On Thu, Oct 13, 2011 at 5:36 PM, Ben Blum <bblum@andrew.cmu.edu> wrote:
> Convert ss->attach to take a flex_array of tasks instead of just the leader.
>
> From: Ben Blum <bblum@andrew.cmu.edu>
>
> This lets subsystems with whole-threadgroup attach calls (i.e., cpuset and
> memcontrol) to accurately find the group's mm even when a non-leader does exec
> and leaves the leader with a NULL mm pointer.
>
> Also converts cpuset and memcontrol to take the flex_array and iterate down it
> until an mm is found, instead of just attempting to use the leader's mm.
>
> Signed-off-by: Ben Blum <bblum@andrew.cmu.edu>

Reviewed-by: Paul Menage <paul@paulmenage.org>

Thanks,
Paul

> ---
>  Documentation/cgroups/cgroups.txt |    7 ++++++-
>  include/linux/cgroup.h            |    4 +++-
>  kernel/cgroup.c                   |   16 +++++++++++++---
>  kernel/cpuset.c                   |   16 ++++++++++++++--
>  mm/memcontrol.c                   |   17 +++++++++++++++--
>  5 files changed, 51 insertions(+), 9 deletions(-)

Point-based annotation data:

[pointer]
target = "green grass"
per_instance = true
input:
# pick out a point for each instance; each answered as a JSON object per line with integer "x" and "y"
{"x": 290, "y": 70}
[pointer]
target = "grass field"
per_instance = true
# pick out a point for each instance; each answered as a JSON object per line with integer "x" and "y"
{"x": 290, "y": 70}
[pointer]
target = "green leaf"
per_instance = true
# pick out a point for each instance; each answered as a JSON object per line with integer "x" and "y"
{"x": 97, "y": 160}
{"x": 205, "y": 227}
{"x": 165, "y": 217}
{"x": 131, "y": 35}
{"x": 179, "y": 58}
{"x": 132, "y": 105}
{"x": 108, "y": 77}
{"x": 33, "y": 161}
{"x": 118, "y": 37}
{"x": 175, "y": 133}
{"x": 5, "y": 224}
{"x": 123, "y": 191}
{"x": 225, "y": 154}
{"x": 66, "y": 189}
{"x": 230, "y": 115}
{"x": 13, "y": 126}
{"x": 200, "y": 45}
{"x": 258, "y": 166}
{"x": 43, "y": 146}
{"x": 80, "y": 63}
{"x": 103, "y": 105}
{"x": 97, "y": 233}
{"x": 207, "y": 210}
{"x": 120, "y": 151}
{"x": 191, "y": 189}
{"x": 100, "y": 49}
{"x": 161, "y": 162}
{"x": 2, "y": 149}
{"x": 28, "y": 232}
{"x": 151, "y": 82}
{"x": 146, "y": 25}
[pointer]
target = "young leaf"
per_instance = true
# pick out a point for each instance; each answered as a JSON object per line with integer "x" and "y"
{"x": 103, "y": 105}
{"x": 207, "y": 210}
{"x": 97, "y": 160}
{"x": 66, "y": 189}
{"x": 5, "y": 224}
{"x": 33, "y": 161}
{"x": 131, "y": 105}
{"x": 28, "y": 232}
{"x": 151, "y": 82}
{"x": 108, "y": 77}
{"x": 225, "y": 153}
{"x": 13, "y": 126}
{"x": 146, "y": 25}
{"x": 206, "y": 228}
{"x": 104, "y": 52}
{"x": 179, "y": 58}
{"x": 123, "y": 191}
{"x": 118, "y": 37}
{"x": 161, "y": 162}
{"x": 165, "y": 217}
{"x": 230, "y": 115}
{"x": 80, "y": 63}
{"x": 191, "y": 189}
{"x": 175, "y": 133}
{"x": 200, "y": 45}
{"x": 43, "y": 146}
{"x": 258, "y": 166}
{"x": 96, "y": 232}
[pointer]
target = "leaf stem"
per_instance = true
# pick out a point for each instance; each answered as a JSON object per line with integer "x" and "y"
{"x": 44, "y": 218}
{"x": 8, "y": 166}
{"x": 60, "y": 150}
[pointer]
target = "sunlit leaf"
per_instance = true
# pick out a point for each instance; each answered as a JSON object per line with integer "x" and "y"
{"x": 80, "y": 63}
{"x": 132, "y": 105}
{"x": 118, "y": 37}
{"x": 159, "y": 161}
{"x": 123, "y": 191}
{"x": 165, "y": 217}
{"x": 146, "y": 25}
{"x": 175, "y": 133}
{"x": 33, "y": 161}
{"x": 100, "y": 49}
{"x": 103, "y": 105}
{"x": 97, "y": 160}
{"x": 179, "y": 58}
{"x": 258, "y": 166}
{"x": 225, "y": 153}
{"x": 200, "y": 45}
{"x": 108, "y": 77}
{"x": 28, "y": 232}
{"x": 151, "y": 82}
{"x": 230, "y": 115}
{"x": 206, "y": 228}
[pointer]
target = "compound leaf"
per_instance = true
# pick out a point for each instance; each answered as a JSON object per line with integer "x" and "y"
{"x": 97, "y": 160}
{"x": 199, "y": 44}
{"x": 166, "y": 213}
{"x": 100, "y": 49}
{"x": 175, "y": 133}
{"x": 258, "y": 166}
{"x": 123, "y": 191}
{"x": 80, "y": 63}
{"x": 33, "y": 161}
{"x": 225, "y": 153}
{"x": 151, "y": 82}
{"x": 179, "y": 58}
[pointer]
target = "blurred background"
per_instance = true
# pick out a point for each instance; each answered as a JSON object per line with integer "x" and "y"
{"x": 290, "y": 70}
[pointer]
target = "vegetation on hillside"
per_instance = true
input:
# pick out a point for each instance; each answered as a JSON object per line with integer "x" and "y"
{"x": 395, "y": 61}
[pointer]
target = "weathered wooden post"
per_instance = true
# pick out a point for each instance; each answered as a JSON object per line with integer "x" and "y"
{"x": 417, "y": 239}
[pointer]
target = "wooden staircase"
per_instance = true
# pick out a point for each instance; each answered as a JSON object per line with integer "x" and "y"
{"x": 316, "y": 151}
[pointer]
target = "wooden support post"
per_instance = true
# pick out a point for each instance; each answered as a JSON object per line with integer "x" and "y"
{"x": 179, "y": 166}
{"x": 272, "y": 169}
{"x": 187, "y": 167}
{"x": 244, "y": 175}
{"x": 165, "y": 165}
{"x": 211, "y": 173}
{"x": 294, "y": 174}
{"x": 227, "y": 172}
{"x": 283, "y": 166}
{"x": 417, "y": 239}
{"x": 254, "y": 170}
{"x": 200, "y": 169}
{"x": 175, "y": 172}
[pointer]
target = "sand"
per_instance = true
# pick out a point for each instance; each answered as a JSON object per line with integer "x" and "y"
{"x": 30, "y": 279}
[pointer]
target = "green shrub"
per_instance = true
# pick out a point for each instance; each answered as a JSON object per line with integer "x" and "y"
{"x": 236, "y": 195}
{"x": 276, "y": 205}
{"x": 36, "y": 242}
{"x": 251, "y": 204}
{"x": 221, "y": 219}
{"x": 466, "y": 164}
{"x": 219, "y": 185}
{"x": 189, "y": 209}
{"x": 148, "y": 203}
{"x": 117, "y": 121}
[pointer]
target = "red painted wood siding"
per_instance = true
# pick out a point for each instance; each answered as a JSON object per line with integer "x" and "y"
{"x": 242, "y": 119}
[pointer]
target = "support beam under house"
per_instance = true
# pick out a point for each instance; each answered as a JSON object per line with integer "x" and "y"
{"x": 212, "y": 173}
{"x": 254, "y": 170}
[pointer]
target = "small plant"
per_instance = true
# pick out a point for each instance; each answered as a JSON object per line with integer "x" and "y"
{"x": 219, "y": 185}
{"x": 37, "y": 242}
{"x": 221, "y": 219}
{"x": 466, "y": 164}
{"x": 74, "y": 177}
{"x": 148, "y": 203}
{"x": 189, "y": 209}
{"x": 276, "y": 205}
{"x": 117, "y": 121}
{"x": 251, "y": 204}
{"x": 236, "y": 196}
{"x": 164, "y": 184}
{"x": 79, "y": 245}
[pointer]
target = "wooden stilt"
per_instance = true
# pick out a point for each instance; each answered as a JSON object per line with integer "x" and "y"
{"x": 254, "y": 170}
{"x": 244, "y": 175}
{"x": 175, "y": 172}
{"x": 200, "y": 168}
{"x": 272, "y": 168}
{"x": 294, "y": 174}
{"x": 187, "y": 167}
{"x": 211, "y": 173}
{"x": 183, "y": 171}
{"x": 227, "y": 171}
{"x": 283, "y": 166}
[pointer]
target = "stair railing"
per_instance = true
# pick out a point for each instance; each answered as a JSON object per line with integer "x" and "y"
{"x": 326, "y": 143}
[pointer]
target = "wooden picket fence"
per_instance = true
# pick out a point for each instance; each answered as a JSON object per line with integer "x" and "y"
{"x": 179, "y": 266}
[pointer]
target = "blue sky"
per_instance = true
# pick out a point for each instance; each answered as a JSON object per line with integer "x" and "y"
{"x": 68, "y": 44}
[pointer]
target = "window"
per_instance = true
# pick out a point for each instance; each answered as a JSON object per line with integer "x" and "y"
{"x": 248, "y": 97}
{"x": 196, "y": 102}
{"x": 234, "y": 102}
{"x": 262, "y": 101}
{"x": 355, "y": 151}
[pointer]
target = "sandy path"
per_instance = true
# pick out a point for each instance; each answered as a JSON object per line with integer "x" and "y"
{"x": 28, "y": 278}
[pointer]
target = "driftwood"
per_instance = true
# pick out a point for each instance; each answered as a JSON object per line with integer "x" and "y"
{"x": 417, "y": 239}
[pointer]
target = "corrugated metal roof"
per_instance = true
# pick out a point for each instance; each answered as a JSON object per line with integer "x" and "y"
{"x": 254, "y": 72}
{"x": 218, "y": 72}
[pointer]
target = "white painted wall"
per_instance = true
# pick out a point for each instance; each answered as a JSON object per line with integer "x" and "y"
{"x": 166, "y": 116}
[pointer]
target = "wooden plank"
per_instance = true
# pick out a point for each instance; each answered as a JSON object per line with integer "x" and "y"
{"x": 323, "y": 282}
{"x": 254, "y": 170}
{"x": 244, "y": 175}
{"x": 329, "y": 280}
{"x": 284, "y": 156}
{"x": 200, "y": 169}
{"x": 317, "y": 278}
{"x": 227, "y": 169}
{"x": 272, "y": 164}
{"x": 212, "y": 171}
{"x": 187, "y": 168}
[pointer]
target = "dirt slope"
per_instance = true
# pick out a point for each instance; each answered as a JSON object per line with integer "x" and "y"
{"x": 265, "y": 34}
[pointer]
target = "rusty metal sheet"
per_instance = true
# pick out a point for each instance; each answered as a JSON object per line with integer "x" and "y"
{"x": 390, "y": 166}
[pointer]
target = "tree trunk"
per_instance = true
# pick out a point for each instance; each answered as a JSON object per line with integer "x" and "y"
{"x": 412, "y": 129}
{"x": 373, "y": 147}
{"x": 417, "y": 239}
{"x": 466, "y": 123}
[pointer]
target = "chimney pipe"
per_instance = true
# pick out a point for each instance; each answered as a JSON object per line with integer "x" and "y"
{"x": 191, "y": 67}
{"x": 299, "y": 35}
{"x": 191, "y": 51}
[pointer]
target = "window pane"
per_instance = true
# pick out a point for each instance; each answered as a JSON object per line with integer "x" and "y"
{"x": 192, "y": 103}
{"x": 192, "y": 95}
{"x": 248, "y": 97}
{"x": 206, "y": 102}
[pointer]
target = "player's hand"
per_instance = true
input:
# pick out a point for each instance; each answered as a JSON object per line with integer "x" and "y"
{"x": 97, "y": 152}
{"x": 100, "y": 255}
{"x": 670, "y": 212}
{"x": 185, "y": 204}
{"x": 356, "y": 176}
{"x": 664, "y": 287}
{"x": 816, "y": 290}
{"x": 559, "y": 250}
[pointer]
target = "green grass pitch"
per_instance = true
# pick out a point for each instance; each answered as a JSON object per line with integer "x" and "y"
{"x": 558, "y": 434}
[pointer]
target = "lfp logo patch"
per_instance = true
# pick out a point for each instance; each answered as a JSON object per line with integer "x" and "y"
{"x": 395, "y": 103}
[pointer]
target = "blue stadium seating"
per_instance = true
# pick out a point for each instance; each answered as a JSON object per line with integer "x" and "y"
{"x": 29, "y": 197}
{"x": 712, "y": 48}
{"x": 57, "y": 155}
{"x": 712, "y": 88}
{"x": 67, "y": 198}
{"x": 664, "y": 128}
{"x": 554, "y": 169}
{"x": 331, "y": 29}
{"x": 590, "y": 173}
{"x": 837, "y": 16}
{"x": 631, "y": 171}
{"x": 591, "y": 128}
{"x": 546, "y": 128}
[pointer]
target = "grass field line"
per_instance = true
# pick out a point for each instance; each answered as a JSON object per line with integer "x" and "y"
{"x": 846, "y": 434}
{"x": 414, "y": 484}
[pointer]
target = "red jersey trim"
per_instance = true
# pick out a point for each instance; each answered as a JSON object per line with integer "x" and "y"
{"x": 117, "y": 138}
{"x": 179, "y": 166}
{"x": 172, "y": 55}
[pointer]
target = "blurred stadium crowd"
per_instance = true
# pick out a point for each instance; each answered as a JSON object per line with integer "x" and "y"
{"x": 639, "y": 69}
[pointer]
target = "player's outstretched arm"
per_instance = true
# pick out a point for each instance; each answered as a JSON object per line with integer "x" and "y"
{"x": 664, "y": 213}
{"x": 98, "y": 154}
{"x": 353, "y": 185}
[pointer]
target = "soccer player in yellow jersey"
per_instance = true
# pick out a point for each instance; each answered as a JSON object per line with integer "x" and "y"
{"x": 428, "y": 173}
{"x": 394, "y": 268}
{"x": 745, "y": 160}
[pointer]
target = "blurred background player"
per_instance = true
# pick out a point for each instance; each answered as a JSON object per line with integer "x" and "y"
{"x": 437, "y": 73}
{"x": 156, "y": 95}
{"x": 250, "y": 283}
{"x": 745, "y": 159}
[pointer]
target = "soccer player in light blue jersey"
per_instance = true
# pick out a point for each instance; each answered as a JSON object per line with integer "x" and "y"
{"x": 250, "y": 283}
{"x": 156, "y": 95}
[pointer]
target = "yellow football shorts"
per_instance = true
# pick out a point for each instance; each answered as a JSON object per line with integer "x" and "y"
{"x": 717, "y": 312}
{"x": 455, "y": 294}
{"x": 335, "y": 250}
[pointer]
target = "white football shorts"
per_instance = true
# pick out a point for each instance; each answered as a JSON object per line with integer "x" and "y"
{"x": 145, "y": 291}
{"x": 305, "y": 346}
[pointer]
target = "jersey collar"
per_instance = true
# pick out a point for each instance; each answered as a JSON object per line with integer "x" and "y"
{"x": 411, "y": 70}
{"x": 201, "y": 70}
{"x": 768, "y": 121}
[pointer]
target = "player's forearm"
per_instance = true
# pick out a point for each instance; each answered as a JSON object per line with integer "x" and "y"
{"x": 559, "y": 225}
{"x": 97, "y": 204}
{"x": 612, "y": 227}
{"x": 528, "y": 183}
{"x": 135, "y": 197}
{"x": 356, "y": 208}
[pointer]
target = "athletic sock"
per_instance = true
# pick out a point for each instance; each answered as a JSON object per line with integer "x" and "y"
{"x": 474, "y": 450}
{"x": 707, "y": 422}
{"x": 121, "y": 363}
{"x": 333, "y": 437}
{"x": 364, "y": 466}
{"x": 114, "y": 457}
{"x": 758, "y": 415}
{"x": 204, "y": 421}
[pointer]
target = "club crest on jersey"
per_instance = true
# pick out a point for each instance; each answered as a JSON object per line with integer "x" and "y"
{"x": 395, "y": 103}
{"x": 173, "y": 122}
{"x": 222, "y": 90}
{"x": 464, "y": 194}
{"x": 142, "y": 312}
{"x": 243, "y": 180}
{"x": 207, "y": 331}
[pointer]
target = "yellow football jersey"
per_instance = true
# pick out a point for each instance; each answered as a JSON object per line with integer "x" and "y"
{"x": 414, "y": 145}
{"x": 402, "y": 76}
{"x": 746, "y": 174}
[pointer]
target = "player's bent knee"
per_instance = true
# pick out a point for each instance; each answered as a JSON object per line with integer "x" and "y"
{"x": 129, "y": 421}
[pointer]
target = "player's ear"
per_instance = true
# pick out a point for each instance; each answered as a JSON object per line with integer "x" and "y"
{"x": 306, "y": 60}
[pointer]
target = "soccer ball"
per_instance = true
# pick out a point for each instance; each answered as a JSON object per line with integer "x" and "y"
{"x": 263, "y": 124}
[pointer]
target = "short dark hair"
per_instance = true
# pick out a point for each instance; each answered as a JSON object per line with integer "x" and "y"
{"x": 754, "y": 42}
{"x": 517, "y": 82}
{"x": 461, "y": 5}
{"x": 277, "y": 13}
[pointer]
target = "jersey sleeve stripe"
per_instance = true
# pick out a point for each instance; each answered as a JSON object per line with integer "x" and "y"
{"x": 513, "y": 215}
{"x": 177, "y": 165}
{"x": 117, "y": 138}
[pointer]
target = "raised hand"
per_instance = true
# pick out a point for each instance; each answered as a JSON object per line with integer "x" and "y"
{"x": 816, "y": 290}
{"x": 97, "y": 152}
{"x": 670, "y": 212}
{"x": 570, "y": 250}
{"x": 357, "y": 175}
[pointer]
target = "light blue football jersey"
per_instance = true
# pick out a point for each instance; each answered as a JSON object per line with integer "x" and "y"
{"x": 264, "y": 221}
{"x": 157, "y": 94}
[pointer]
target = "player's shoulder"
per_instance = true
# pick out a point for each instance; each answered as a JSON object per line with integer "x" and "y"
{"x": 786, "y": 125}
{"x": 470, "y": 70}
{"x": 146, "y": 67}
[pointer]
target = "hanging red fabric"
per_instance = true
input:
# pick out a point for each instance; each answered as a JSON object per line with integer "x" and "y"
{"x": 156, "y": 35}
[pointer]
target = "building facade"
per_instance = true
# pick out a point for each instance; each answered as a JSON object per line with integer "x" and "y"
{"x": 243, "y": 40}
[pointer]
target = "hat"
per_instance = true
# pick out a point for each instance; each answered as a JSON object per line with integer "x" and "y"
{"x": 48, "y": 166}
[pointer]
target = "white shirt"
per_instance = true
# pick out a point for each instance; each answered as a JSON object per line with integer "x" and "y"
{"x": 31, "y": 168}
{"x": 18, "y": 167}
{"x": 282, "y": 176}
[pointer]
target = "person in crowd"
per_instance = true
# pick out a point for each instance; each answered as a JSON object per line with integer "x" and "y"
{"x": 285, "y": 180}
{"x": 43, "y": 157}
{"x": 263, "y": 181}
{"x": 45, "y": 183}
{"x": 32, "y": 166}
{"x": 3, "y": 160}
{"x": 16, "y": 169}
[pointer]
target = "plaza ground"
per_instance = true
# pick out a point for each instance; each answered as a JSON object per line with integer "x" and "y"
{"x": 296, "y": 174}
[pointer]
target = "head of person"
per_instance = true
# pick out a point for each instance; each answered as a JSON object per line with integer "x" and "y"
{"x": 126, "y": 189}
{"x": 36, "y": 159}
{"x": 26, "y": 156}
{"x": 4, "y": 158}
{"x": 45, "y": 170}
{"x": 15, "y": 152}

▶ [Set problem A]: Extract the stretch of the patch review message from "Reviewed-by: Paul Menage" through "insertions(+), 9 deletions(-)".
▶ [Set problem B]: Pick out every line of the records that contains the word "football".
The patch review message and the records have nothing to do with each other.

▶ [Full solution A]:
Reviewed-by: Paul Menage <paul@paulmenage.org>

Thanks,
Paul

> ---
>  Documentation/cgroups/cgroups.txt |    7 ++++++-
>  include/linux/cgroup.h            |    4 +++-
>  kernel/cgroup.c                   |   16 +++++++++++++---
>  kernel/cpuset.c                   |   16 ++++++++++++++--
>  mm/memcontrol.c                   |   17 +++++++++++++++--
>  5 files changed, 51 insertions(+), 9 deletions(-)

▶ [Full solution B]:
target = "yellow football shorts"
target = "white football shorts"
target = "yellow football jersey"
target = "light blue football jersey"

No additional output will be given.